CONSIGNE DE TRAVAIL
Poursuivez le texte sur la crise des urgences hospitalières à partir de sa dernière phrase.

EXTRAIT
++++++
Pénurie de médecins et plus largement de personnel soignant, mal-être et démissions en masse, temps d’attente prolongés, lassitude post covid… On assiste depuis plusieurs années, et plus encore ces derniers mois, à une crise des urgences et plus largement, à une crise hospitalière profonde qui se manifeste par une difficulté à assurer la permanence des soins (les soins non programmés le soir, la nuit, les week-ends et les jours fériés). Ce constat n’épargne pas la radiologie. Dans ce contexte, quelle est la solution pour sortir de l’impasse de la crise des urgences ?
Vous aimerez aussi
Dès le début de l’été dernier, la moitié des établissements hospitaliers français, publics et privés, ont été obligés de réduire ou de fermer leurs services d’urgences. Cette situation complexe qui entraîne une modification de la prise en charge des patients est à mettre en parallèle avec la hausse continue du recours aux urgences par la population : le nombre de passage aux urgences a en effet doublé en 20 ans1, le secteur public assurant la prise en charge de plus de 80% de ces patients.
++++++
(Entrées de données enregistrées)
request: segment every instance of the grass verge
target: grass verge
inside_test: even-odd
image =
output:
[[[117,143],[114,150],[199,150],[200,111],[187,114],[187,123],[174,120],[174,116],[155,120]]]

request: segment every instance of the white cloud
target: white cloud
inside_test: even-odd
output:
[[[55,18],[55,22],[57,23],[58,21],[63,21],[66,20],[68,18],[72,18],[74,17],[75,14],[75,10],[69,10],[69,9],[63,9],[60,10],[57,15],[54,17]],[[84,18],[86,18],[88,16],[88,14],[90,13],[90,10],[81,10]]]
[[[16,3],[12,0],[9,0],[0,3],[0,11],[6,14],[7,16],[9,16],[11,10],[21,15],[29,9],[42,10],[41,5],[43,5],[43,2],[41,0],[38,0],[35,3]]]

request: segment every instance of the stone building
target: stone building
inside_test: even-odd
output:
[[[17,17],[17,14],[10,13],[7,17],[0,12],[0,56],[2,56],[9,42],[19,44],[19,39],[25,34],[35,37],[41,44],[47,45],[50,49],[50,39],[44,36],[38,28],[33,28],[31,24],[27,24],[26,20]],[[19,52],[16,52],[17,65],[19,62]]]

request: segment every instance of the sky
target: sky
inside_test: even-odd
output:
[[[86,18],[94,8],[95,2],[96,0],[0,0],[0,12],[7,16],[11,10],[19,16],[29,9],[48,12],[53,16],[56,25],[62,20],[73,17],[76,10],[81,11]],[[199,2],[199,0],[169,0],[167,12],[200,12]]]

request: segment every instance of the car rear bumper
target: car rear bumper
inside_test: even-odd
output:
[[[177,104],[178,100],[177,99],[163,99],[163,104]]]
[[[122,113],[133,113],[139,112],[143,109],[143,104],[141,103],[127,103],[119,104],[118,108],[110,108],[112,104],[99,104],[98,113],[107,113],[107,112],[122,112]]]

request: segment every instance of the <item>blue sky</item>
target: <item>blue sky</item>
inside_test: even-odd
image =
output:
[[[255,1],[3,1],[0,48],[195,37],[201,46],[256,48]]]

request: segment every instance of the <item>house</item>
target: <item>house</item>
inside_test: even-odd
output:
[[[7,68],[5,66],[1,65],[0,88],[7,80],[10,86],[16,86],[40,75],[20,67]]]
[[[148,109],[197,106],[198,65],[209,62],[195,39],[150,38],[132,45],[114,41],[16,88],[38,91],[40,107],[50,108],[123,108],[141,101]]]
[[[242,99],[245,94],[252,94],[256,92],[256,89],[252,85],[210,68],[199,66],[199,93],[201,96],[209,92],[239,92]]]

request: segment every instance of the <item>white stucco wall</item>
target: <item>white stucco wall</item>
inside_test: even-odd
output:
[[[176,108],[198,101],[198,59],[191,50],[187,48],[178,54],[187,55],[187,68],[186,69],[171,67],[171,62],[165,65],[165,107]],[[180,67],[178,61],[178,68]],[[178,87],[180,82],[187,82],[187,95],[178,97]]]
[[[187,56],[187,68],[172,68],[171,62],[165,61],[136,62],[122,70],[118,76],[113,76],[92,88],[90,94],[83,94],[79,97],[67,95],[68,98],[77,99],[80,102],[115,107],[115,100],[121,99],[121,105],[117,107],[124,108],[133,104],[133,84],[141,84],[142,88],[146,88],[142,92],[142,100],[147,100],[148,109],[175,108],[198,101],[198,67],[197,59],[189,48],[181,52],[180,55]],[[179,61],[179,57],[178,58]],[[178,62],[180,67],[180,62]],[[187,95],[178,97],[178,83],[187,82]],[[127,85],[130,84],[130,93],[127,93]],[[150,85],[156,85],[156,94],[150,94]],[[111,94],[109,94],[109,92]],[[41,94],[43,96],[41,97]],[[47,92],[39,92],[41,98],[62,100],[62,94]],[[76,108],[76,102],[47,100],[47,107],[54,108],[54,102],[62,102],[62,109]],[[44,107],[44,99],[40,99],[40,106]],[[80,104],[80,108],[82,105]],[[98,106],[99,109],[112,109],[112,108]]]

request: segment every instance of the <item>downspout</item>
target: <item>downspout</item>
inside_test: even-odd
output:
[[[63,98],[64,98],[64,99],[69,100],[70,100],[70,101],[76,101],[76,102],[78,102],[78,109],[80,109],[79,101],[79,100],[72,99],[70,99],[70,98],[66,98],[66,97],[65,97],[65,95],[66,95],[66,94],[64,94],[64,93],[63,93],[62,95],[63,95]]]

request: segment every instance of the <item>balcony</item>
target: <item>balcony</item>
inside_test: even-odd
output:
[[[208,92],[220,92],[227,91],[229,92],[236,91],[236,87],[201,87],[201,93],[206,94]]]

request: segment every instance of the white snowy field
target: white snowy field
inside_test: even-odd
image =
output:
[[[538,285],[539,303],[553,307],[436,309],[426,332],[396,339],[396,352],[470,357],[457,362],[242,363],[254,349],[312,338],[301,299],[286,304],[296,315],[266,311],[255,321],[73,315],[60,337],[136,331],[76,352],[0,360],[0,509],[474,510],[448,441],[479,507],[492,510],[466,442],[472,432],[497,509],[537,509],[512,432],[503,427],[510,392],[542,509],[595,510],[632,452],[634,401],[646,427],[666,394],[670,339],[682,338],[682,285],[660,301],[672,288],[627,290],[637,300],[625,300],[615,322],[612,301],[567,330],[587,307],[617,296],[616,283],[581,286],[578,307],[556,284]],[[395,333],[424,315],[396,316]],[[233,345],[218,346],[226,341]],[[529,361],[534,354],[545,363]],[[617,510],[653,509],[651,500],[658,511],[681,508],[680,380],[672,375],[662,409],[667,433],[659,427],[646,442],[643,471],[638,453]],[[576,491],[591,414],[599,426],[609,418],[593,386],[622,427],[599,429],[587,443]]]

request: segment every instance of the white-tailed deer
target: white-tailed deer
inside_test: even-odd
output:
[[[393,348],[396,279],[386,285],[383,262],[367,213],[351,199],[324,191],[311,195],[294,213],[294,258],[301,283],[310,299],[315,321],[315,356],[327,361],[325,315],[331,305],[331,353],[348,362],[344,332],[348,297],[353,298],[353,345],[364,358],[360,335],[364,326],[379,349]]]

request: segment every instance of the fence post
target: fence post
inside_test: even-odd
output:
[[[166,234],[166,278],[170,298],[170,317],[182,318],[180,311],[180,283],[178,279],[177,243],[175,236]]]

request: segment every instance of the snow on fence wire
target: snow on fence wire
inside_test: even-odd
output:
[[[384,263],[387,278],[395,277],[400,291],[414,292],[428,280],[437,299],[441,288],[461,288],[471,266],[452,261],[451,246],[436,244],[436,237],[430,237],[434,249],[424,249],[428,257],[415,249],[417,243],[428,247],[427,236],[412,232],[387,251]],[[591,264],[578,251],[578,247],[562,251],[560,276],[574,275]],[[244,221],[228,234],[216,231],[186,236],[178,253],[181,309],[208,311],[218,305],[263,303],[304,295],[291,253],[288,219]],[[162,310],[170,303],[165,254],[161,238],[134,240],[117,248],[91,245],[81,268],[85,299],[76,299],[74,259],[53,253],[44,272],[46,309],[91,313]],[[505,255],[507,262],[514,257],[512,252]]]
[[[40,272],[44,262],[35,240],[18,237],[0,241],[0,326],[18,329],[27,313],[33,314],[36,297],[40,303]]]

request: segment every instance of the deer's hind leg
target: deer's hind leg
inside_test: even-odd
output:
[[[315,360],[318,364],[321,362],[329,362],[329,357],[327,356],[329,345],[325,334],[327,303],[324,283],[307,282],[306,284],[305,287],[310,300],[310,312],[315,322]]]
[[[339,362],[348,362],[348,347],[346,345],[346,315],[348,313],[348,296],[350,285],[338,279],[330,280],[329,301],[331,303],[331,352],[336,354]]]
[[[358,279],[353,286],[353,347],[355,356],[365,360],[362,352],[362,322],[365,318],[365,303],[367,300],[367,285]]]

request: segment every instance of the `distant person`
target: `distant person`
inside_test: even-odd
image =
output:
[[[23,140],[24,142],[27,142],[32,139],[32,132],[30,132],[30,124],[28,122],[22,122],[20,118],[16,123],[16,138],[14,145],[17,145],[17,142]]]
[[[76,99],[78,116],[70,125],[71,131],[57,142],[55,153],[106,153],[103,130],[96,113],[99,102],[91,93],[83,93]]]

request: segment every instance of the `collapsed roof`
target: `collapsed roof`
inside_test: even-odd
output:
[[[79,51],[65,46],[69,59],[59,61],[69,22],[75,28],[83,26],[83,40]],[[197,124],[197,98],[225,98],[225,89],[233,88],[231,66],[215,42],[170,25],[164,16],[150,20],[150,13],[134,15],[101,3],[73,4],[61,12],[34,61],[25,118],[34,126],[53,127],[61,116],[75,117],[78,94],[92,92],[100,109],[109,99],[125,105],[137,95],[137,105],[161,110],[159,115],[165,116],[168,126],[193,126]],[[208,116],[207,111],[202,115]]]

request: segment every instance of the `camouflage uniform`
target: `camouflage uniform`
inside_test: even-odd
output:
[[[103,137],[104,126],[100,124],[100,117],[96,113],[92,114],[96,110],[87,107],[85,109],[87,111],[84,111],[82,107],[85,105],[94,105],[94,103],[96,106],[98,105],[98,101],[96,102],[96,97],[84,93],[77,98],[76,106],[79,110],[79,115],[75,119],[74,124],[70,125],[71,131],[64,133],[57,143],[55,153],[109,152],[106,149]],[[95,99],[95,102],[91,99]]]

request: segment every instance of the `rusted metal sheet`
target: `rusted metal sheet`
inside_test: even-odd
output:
++++++
RÉSULTAT DE L'EXERCICE
Avec près de 40% des patients reçus aux urgences qui nécessitent un examen radiologique, les services d’imagerie sont eux aussi mis sous pression. Il faut assumer, malgré la pénurie de radiologues et de manipulateurs radio, l’augmentation phénoménale de cette activité et participer efficacement à la fluidité du système. L’objectif ? Un diagnostic radiologique de qualité dans des délais les plus courts possible, 24h/24h !
Citons le cas extrême de l’AVC aigu, où la moindre minute compte -Time is Brain- : le scanner ou l’IRM sont ici les points charnières d’orientation du traitement pour préserver le patient d’un handicap définitif.
Faire, le bon diagnostic, dans les meilleurs délais, jour et nuit, c’est le challenge que doit relever la radiologie française.
Dans le contexte global de pénurie des médecins, comment motiver les radiologues libéraux à participer à la permanence des soins des hôpitaux publics ?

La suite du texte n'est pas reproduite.